Copy out the listing word for word, starting with the line that contains "Definition for annotators: for every instance of the gravel" and going on through the line that contains "[[58, 182]]", with both of those lines included.

### Records provided
====================

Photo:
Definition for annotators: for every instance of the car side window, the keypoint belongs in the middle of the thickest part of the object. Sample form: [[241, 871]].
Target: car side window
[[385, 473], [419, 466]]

====================

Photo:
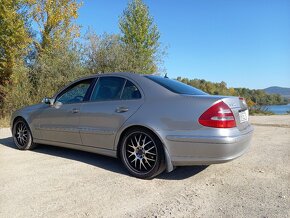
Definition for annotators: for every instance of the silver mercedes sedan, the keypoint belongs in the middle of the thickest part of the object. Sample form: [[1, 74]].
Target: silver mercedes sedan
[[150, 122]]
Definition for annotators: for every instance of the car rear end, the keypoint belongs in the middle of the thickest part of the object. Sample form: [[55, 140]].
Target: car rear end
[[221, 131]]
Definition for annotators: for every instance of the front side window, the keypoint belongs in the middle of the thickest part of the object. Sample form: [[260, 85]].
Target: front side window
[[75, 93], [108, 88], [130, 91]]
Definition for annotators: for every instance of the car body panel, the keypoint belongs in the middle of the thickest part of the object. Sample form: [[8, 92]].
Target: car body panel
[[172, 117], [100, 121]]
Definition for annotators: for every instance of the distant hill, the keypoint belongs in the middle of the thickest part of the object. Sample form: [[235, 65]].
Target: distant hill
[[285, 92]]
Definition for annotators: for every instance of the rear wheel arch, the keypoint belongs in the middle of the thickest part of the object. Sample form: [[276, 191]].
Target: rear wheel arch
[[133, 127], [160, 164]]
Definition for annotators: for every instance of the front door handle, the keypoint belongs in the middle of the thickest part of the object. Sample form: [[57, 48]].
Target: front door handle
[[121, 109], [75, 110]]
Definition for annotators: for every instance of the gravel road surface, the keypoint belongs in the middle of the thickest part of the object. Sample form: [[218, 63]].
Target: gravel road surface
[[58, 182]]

====================

### Result for this task
Definition for annotators: for every instance of the gravel road surface, the keypoint belongs in the middle of the thickest part of the object. Sample form: [[218, 63]].
Target: gravel road surface
[[58, 182]]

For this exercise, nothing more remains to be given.